# Task brief:
Retype the listing below line for line, keeping every word and mark unchanged from start to finish. Leave the pictures out of your answer.

** START OF Data **

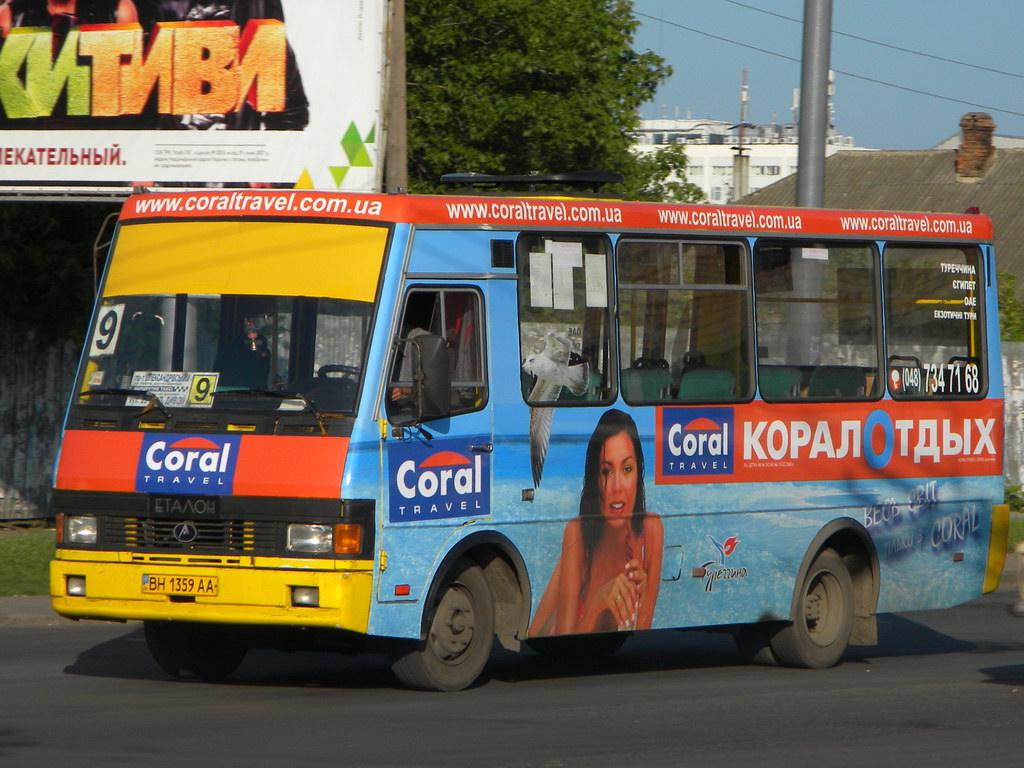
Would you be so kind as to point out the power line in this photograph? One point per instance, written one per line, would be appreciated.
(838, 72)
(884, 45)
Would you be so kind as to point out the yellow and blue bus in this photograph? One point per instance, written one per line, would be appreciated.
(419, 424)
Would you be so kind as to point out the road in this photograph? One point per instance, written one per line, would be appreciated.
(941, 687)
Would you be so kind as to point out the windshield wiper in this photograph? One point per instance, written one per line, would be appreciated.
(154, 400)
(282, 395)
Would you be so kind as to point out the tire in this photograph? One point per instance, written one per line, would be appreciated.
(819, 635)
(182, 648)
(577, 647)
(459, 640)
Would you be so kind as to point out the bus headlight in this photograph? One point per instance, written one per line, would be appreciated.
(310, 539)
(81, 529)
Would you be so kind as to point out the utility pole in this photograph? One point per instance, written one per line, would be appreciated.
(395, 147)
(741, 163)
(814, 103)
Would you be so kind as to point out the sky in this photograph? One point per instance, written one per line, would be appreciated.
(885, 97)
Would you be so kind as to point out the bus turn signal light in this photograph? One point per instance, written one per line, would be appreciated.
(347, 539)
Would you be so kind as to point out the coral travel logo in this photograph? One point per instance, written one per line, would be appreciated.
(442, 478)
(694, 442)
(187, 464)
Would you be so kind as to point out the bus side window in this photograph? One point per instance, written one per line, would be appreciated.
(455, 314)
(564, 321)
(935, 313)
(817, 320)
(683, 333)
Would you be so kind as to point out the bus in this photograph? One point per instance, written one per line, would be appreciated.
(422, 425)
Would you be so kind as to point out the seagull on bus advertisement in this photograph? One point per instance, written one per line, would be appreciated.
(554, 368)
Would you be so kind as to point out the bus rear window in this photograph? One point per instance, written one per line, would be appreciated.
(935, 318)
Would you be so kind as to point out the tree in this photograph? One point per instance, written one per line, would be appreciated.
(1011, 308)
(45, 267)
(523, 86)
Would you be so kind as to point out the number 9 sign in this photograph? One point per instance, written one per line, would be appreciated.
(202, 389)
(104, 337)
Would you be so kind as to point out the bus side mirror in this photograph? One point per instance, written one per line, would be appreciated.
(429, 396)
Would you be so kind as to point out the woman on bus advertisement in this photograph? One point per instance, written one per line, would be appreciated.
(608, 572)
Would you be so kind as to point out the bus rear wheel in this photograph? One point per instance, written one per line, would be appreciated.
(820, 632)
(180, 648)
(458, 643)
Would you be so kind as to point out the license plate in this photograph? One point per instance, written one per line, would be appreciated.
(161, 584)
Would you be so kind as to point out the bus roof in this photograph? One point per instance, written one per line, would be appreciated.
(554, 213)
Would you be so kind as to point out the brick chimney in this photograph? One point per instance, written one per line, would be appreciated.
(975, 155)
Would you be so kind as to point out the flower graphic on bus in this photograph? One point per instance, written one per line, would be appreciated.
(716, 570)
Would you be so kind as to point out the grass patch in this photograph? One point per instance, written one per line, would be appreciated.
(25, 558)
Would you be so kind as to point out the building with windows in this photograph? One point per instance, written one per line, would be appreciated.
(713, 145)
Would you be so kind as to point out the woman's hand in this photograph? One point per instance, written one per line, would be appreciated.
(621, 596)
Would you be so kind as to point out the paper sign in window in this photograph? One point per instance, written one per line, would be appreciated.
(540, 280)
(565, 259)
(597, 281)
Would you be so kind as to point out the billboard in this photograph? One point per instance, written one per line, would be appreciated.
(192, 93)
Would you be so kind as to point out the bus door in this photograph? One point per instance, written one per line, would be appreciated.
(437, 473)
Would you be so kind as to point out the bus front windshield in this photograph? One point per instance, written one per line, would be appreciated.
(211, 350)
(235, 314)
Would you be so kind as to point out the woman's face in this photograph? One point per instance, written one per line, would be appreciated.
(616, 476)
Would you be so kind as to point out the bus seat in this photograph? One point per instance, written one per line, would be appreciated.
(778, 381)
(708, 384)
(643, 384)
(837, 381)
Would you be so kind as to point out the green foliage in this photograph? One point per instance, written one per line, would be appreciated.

** END OF Data **

# Correct output:
Would you be so kind as to point out the power line in this photograph? One point per instance, written one per line, would be appreciated.
(838, 72)
(884, 45)
Would you be so kind as to point out the yellow and blue bus in this photograph? One point per instance, written one per line, would be appreciated.
(419, 424)
Would you be so kind as to point out the road in this photograph? One point per instance, written one per line, would be appreciated.
(941, 687)
Would you be so kind as to point out the windshield wiper in this photograph? One point per instance, written one per line, would be appreciated.
(154, 400)
(282, 395)
Would you be so kind as to point out the tire in this photograph? One point per instance, written one per line, would be appreciated.
(819, 635)
(182, 648)
(577, 647)
(459, 640)
Would you be so kind as to point out the bus headlight in this photograph? One point per instance, written one per line, would be appreciated.
(310, 539)
(81, 529)
Would you be so kind as to point out the utility pole in this photograph? One point per instance, written one per line, would be appreciated.
(395, 147)
(741, 163)
(814, 103)
Would you be so kind as to point out the sky in this photograph? One point per instance, written one per line, would be appreciated.
(885, 97)
Would you be so kind as to point out the bus turn signal light in this photograph? One point per instance, written one per line, would be appreciated.
(347, 539)
Would you be so kind as to point out the coral travel logo in this photograph? One point per instance, written one per line, would be appreciated.
(442, 478)
(694, 442)
(187, 464)
Would you be so kind as to point out the bus side window in this photograph? One point per instance, written one per line, would be appreciated.
(455, 314)
(564, 321)
(935, 313)
(817, 320)
(683, 333)
Would you be so kind as to point out the bus in this photograph? One point per instance, written one per line, would be appreciated.
(422, 425)
Would you be so kind as to point out the seagull on bus advertisement in this photograph? One point per instance, written one per line, would be appreciated.
(554, 368)
Would you be so kind as to point out the bus rear window in this photograph? One point per instance, written one per line, would be appreciated.
(935, 318)
Would you be so kind as to point out the tree in this photograph? One point per instance, written one per line, would be appreciated.
(1011, 308)
(45, 267)
(523, 86)
Would you be so kind as to point out the number 9 sign in this photograph? One point per instance, written one per line, would be appreciated.
(202, 389)
(104, 337)
Would you be so kind as to point out the bus side mirror in this photograph? One point per instance, written one per line, would be appreciated.
(429, 396)
Would you be so kind as to point out the woman on bus advertisement in this photograph? One point per instance, written one per line, would be appreciated.
(608, 572)
Would you be so kind as to point out the bus rear wheel in this photograph? One point per instance, written one per line, would be appreciated.
(820, 632)
(180, 648)
(458, 643)
Would you be so kind as to point out the license plate in this photograph? One point per instance, written one per line, would be appreciated.
(161, 584)
Would you be so kind as to point out the bus roof in this photograph? One point per instance, written one per line, would be appreciated.
(554, 213)
Would you be so kind as to point out the brick chimney in this photograph? One point per instance, written one per line, would be appreciated.
(975, 155)
Would you be so kind as to point out the flower graphic on bus in this photograph? One point per instance, written one per line, would be appreciated.
(716, 570)
Would you be so kind as to point out the grass patch in this photograph? One point per instance, written one per line, would be appreciated.
(25, 558)
Would you be so kind as to point out the building with windows in this photograph? One point per instance, written one per line, would be appreciated.
(713, 145)
Would you be so kind as to point out the woman's hand in this photograph? One point per instance, written one per line, would be appreciated.
(621, 596)
Would you be so kind as to point out the paper sign in window in this photograph? One point per instance, written one per line, would be appreciated.
(540, 280)
(565, 259)
(597, 281)
Would you be so kind as to point out the billboard in this photograph? One point per instance, written one per line, would be appreciated.
(192, 93)
Would you be so kind as to point out the bus door in this photograph? One point per instance, written one per line, would be appreciated.
(437, 473)
Would you be so kind as to point out the bus front windshield in this photograph? One point per instance, written one per line, would be appreciated.
(211, 350)
(235, 314)
Would you be so kind as to point out the woman's face in this photograph? One point per instance, written one per line, would be appreciated.
(616, 476)
Would you be so kind as to point out the bus seat in this photograph? One point per instance, written one per line, would be appreciated.
(778, 381)
(708, 384)
(643, 384)
(837, 381)
Would you be so kind as to point out the green foliage in this photograph? One point per instance, written one per line, would be appreciated.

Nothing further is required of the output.